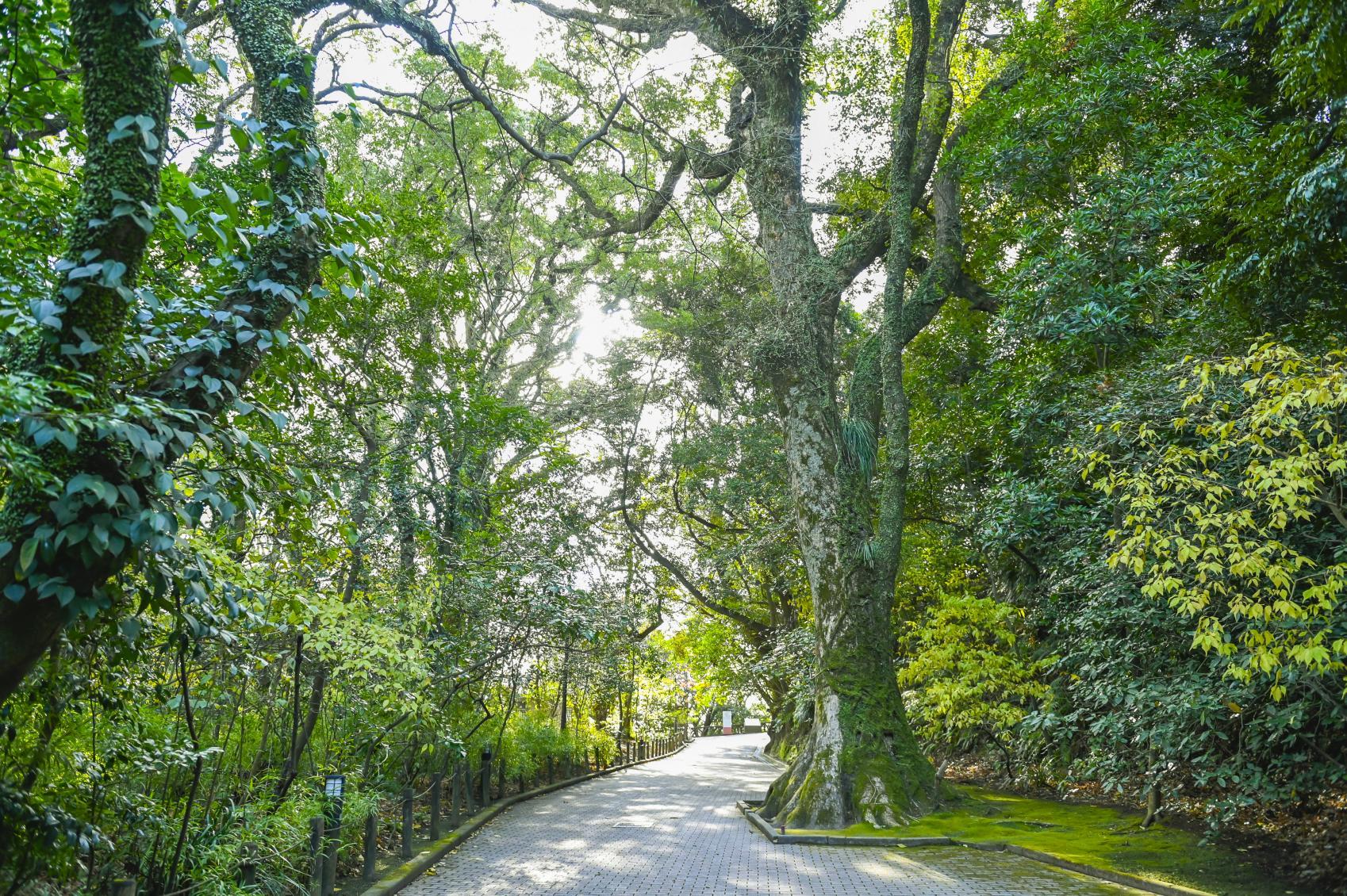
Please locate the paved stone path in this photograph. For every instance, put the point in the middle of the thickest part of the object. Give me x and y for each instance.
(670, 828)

--

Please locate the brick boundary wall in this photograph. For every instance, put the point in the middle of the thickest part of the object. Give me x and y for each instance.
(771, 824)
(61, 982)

* * *

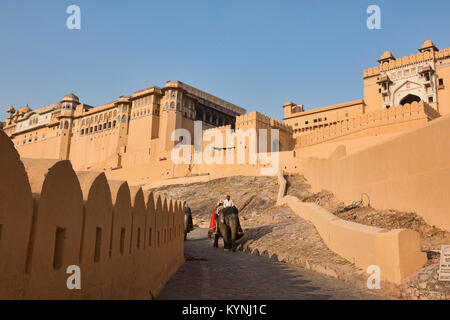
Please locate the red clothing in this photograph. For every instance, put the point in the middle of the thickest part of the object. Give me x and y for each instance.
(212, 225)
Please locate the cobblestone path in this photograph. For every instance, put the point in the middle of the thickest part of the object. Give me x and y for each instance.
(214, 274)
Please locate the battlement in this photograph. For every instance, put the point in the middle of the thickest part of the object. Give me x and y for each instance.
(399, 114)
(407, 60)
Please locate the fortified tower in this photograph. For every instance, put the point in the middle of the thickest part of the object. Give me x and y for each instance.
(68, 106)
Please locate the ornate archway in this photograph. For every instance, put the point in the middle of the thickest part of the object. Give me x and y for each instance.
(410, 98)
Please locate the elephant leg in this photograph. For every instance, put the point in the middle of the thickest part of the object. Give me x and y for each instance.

» Goal: Convert the rows from the line containing "Please locate the battlement" through the line containing "Please locate the elephant" into a numbered list, leaving out any blank lines.

» Completed exercise:
1. Please locate the battlement in this photograph. For every instance, put the point in the middle of the thickest part of the object. Give me x and y for each instance.
2. (399, 114)
3. (407, 60)
4. Please locate the fortified tower in this photograph. For every instance, put the point in the middle of the thickest part of the object. Give me x and y for each instance.
5. (68, 106)
6. Please locate the ornate archway in this photograph. For every instance, put the point in the middle of the thickest part of the object. Give me x and y for each instance.
7. (410, 98)
8. Please locate the elephant leg in this photograph. For every instance, put the point in the middle of the thickest part of the object. Give me x and y for each instance.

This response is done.